> **Tasks to complete**:
1/ Name every operation for which the post on Dart Vector Math gives benchmark timings for both libraries.
2/ Resume the post on Dart Vector Math after its final sentence and carry it forward.

> **Source text**:
--
Recently, I have been working on a vector math library for Dart. Boringly, I named it Dart Vector Math. The latest version can be found on github. My two biggest goals for Dart Vector Math are the following:

  • Near 100% GLSL compatible syntax. This includes the awesome vector shuffle syntax, and flexible construction of vectors and matrices.
  • Performance in terms of both CPU time and memory usage / garbage collection load.

Aside from a couple quirks, Dart Vector Math is GLSL syntax compatible. It is possible to copy and paste GLSL code into Dart and after making a couple tweaks have it compile with Dart Vector Math. This makes debugging shader code easy.

Since Dart is a garbage collected language, to be optimal in terms of space you want to avoid creating lots of objects. In order to facilitate that, Dart Vector Math offers many functions that work directly on already allocated vectors and matrices.

This weekend I started to look at CPU performance of Dart Vector Math versus glMatrix.dart (a port of glMatrix from JavaScript to Dart, the current champ of JavaScript vector math libraries). The initial results are heavily in favour of Dart Vector Math:

Matrix Multiplication
Avg: 14.59 ms Min: 10.161 ms Max: 22.927 ms (Avg: 14590 Min: 10161 Max: 22927)

Matrix Multiplication glmatrix.dart
Avg: 283.353 ms Min: 272.062 ms Max: 287.988 ms (Avg: 283353 Min: 272062 Max: 287988)

mat4x4 inverse
Avg: 28.289 ms Min: 21.019 ms Max: 34.891 ms (Avg: 28289 Min: 21019 Max: 34891)

mat4x4 inverse glmatrix.dart
Avg: 318.909 ms Min: 315.435 ms Max: 325.831 ms (Avg: 318909 Min: 315435 Max: 325831)

vector transform
Avg: 4.324 ms Min: 2.811 ms Max: 14.859 ms (Avg: 4324 Min: 2811 Max: 14859)

vector transform glmatrix.dart
Avg: 144.431 ms Min: 138.263 ms Max: 153.798 ms (Avg: 144431 Min: 138263 Max: 153798)

The code for 4×4 matrix multiplication in Dart Vector Math and glMatrix are practically identical, so on closer inspection the above numbers didn’t make much sense. There is one key difference- Dart Vector Math uses a native Dart object to store the matrix while glMatrix uses a Float32Array as storage. Digging into the disassembly I discovered that indexing into a Float32Array is a slow path for the VM right now, skewing the results against glMatrix.dart. Not that big of a deal, Dart is a new language and the VM needs time to mature.

Once the performance issue with Float32Arrays is fixed I want to have Dart Vector Math use them for two reasons. First, they take up 50% less space (single vs. double precision floats). Second, WebGL needs Float32Arrays for uniform data which means the matrix is going to eventually end up inside a Float32Array, might as well keep it in one the whole time. There is no CPU performance benefit from using Float32Array as storage because all operations result in the floats being promoted to doubles, operated on, and then stored back as floats.

My intention to move to Float32Array got me thinking and I ended up asking myself: Why doesn’t the browser offer an API for common vector math operations on Float32Array implemented efficiently with SIMD instruction sets? Well, I’m not sure why it is not offered, but I ended up spending the weekend implementing it for the Dart VM.
--
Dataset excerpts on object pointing
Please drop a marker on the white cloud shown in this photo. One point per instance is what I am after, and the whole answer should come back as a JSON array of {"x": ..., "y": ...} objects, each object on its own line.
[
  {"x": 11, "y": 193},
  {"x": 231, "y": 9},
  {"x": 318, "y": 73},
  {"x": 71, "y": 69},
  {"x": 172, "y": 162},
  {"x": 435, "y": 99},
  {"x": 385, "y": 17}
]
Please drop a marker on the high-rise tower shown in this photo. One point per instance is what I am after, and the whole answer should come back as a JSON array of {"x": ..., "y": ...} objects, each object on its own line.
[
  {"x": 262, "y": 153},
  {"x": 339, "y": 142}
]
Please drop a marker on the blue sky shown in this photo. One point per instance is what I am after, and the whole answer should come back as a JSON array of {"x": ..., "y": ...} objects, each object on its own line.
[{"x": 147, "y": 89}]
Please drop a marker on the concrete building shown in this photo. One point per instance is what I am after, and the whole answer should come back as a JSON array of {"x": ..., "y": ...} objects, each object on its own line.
--
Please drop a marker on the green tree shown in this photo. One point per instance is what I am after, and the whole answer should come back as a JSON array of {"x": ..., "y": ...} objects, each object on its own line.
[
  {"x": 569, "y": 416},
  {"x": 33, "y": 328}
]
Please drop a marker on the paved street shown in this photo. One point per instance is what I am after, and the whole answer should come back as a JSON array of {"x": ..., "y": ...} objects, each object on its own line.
--
> **Responses per task**:
1/ Matrix Multiplication, mat4x4 inverse, vector transform

2/
The API follows:

class SimdFloat32Array {
   static matrix4Inv(Float32List dst, int dstIndex, Float32List src, int srcIndex, int count);
   static matrix4Mult(Float32List dst, int dstIndex, Float32List a, int aIndex, Float32List b, int bIndex, int count);
   static transform(Float32List M, int Mindex, Float32List v, int vIndex, int vCount);

I do not want anyone to get hung up on the specific API or naming convention (let’s avoid bikeshedding). My three biggest goals for this API are the following:

  • Offer the important operations used by vector math libraries
  • Operate directly on floats instead of promoting to doubles
  • Design for bulk processing

So far I have exposed three of the important operations, but there are many more. Each of those functions is backed by an SSE implementation that operates directly on the Float32Array data. Notice that each of the methods take a count variable, this allows a single call to do bulk work.
The results of my implementation were very encouraging:

Matrix Multiplication SIMD
Avg: 8.702 ms Min: 8.475 ms Max: 9.217 ms (Avg: 8702 Min: 8475 Max: 9217)

mat4x4 inverse SIMD
Avg: 7.107 ms Min: 6.89 ms Max: 7.754 ms (Avg: 7107 Min: 6890 Max: 7754)

vector transform SIMD
Avg: 6.415 ms Min: 6.204 ms Max: 7.006 ms (Avg: 6415 Min: 6204 Max: 7006)

Aside from the vector transformation operation (I think my SSE vector transform code is just slow), I got speedups between 2x and 4x.

Does this have legs? I hope so, but it’s not my call. If you see value in exposing this acceleration architecture into the browser, speak up.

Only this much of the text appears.